START Records shown

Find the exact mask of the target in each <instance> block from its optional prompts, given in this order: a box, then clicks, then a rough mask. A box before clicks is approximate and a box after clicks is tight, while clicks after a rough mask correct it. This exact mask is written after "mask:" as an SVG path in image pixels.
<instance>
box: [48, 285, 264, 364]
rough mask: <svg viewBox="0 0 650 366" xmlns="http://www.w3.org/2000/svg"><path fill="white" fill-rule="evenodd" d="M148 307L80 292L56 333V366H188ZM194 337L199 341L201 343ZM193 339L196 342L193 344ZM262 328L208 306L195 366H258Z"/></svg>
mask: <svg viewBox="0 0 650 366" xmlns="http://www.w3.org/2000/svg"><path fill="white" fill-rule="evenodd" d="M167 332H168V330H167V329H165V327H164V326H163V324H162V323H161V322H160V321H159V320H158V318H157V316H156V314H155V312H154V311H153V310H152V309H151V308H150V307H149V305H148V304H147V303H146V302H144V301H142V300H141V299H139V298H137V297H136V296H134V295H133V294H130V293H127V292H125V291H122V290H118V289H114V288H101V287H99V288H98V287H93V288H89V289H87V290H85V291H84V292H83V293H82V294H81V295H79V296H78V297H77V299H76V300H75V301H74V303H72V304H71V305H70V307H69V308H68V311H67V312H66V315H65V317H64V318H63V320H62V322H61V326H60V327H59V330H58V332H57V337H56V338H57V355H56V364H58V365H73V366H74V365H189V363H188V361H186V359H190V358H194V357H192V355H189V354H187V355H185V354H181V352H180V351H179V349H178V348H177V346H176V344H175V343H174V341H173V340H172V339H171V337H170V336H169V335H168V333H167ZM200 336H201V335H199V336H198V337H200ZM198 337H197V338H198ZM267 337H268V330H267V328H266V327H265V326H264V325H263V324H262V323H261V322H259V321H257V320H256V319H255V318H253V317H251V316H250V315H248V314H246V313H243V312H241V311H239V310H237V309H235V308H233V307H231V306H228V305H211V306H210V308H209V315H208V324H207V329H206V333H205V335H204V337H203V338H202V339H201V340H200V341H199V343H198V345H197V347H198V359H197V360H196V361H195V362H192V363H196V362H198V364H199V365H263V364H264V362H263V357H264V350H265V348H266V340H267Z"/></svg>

END Records shown

**Task to carry out**
Switch every "clicks" in the records to "points" and write out all the lines again, leaving everything else as it is.

**Response to the task**
Find the exact mask of the target in each <instance> block from its optional prompts, given in this order: a box, then points, then a rough mask. A box before points is approximate and a box after points is tight, while points after a rough mask correct it. This exact mask is written after "mask:" as an SVG path in image pixels.
<instance>
box: [48, 285, 264, 364]
rough mask: <svg viewBox="0 0 650 366" xmlns="http://www.w3.org/2000/svg"><path fill="white" fill-rule="evenodd" d="M148 307L80 292L56 333V366H188ZM194 337L199 341L201 343ZM193 339L196 342L193 344ZM262 328L208 306L195 366H258Z"/></svg>
mask: <svg viewBox="0 0 650 366" xmlns="http://www.w3.org/2000/svg"><path fill="white" fill-rule="evenodd" d="M167 332H168V330H167V329H165V327H164V326H163V324H162V323H161V322H160V321H159V320H158V318H157V316H156V314H155V312H154V311H153V310H152V309H151V308H150V307H149V305H148V304H147V303H146V302H144V301H142V300H141V299H139V298H137V297H136V296H134V295H133V294H130V293H127V292H125V291H122V290H118V289H114V288H101V287H99V288H98V287H93V288H89V289H87V290H85V291H84V292H83V293H82V294H81V295H79V296H78V297H77V299H76V300H75V301H74V303H72V304H71V305H70V307H69V308H68V311H67V312H66V315H65V317H64V318H63V320H62V322H61V326H60V327H59V330H58V332H57V337H56V338H57V355H56V364H58V365H73V366H74V365H189V363H188V361H186V359H190V358H194V357H192V355H189V354H187V355H185V354H181V352H180V351H179V349H178V348H177V346H176V344H175V343H174V341H173V340H172V339H171V337H170V336H169V335H168V333H167ZM200 336H201V335H199V336H198V337H200ZM198 337H197V338H198ZM267 337H268V330H267V328H266V327H265V326H264V325H263V324H262V323H261V322H259V321H257V320H256V319H255V318H253V317H251V316H250V315H248V314H246V313H243V312H241V311H239V310H237V309H235V308H233V307H231V306H228V305H211V306H210V308H209V315H208V324H207V329H206V333H205V335H204V337H203V338H202V339H201V340H200V341H199V343H198V345H197V347H198V359H197V360H196V361H195V362H192V363H196V362H198V364H199V365H263V364H264V362H263V357H264V350H265V348H266V340H267Z"/></svg>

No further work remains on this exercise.